Start of Block
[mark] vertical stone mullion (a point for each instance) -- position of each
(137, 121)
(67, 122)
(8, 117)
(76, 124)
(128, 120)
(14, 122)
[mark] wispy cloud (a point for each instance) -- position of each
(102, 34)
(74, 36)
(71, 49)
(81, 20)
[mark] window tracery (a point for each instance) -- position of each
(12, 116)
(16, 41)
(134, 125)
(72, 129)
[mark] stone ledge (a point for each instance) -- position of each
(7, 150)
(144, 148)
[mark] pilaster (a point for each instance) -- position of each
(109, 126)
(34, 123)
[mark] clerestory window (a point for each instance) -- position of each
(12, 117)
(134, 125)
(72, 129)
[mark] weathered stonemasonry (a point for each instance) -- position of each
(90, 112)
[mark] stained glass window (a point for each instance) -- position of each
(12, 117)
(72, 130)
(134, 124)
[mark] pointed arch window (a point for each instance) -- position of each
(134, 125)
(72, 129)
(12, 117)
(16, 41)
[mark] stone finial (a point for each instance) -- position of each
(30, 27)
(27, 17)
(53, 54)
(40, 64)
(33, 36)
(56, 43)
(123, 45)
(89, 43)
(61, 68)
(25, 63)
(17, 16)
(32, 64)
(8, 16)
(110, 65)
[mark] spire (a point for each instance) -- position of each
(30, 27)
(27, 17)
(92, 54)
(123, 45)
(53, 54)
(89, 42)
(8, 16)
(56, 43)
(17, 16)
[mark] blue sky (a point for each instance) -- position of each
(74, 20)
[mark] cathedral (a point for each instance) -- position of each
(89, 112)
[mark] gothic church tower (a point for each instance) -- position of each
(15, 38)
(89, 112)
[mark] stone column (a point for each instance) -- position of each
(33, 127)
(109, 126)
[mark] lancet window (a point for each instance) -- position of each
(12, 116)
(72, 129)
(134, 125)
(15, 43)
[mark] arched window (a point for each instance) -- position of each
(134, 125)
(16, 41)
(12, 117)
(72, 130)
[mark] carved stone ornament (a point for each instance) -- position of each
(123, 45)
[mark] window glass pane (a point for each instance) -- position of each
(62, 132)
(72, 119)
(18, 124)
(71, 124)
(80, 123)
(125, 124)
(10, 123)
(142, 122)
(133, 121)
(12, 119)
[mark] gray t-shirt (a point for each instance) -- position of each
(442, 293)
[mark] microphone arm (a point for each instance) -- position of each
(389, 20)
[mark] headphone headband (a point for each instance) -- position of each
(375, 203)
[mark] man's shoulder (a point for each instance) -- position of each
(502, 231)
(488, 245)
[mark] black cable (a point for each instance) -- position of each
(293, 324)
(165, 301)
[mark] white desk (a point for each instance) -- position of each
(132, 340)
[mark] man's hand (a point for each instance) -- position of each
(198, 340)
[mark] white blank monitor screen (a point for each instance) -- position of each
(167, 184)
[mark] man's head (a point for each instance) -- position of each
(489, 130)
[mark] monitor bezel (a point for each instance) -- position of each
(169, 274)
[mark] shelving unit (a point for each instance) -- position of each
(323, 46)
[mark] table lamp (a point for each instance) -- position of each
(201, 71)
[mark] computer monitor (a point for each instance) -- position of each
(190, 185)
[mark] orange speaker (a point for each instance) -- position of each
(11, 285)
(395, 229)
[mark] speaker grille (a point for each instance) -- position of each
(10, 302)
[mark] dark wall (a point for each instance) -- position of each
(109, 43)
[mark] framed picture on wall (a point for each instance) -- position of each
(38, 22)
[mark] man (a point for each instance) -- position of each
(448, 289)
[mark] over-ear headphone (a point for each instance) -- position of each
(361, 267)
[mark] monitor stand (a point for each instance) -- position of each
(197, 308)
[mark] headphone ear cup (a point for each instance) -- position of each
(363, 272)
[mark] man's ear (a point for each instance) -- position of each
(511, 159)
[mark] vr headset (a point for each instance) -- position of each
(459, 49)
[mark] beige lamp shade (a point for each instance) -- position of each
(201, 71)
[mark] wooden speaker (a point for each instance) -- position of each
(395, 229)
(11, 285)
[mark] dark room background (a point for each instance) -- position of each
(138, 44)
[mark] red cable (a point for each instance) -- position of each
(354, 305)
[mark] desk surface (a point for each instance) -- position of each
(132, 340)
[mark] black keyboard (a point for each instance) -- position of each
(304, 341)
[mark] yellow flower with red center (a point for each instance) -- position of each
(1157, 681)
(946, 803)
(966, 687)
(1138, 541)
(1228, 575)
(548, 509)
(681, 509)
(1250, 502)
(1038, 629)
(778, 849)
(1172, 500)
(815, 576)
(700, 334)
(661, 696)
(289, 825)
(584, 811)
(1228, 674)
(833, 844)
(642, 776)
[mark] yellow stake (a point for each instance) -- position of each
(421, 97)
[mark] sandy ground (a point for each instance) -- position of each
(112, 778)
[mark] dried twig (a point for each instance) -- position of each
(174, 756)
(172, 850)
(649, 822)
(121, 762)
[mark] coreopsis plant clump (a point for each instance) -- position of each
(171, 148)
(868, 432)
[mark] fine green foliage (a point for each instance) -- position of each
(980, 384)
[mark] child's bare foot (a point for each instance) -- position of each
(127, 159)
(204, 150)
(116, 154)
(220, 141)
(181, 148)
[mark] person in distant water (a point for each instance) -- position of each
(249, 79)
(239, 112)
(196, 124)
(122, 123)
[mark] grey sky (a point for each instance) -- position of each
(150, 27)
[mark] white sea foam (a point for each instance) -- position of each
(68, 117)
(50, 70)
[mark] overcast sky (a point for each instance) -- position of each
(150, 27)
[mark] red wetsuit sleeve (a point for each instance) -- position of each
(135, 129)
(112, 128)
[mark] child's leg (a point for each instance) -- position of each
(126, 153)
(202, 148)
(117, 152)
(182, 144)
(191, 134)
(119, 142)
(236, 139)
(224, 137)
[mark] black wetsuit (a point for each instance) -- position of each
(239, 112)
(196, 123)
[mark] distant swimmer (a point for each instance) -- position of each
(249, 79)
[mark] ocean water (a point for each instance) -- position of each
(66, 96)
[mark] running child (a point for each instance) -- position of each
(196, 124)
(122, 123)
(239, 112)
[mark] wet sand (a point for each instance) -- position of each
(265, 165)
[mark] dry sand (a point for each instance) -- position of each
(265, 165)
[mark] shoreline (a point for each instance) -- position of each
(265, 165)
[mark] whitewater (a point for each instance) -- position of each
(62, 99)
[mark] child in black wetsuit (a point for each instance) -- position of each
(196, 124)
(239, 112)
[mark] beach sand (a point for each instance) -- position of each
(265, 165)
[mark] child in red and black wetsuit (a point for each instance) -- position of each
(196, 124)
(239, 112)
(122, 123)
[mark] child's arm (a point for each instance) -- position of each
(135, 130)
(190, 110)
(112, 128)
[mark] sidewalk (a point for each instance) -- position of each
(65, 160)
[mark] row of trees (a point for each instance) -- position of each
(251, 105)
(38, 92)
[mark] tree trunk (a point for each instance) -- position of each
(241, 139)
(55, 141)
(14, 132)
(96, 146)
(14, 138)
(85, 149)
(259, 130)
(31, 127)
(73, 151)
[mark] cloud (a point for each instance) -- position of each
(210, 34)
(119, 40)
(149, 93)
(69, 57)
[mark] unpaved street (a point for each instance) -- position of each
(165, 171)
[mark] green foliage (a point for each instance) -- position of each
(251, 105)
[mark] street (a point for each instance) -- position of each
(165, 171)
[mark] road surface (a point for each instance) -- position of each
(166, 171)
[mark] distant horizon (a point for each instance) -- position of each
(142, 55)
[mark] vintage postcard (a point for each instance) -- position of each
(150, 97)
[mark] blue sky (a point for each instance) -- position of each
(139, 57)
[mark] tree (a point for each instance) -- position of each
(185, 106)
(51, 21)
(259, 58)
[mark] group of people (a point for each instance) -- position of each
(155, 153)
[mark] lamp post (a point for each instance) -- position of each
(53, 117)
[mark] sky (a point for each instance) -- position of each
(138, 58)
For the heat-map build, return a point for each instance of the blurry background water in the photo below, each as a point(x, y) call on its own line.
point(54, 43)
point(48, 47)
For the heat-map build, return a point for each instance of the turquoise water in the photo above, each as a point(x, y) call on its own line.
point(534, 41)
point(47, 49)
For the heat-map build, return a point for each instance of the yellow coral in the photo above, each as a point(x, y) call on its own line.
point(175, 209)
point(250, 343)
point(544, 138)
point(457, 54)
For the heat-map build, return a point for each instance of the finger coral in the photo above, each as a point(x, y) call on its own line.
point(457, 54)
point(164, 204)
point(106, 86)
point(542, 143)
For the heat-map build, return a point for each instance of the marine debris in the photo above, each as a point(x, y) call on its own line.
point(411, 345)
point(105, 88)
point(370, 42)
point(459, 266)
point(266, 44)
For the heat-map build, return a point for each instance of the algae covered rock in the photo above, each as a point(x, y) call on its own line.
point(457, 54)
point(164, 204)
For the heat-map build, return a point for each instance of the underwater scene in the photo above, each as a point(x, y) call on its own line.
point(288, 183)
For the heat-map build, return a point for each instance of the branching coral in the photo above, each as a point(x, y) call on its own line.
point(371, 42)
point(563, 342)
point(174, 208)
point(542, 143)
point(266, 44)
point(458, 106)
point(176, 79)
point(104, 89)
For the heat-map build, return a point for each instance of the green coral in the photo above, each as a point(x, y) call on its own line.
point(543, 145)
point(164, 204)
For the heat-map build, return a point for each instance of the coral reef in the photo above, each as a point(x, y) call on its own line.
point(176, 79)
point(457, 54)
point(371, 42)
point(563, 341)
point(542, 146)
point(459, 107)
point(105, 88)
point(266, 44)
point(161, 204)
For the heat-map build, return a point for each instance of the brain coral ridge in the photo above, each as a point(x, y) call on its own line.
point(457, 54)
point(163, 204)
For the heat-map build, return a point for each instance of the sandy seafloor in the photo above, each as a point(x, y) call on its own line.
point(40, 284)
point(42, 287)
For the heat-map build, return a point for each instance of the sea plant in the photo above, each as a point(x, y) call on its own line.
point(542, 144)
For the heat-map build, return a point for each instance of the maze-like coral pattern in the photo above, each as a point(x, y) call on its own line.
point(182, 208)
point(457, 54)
End of Block
● WORK ITEM
From the line that contains "the sea plant" down to the last line above, print each line exactly as it appears.

● RESPONSE TO THE EXERCISE
For the heat-map build, return a point for each instance of the sea plant in the photo above, each as a point(x, y) call on its own line.
point(542, 144)
For the heat-map build, return a point for each instance of the maze-like coral pattern in the photo above, each as a point(x, y) call on its own line.
point(182, 208)
point(457, 54)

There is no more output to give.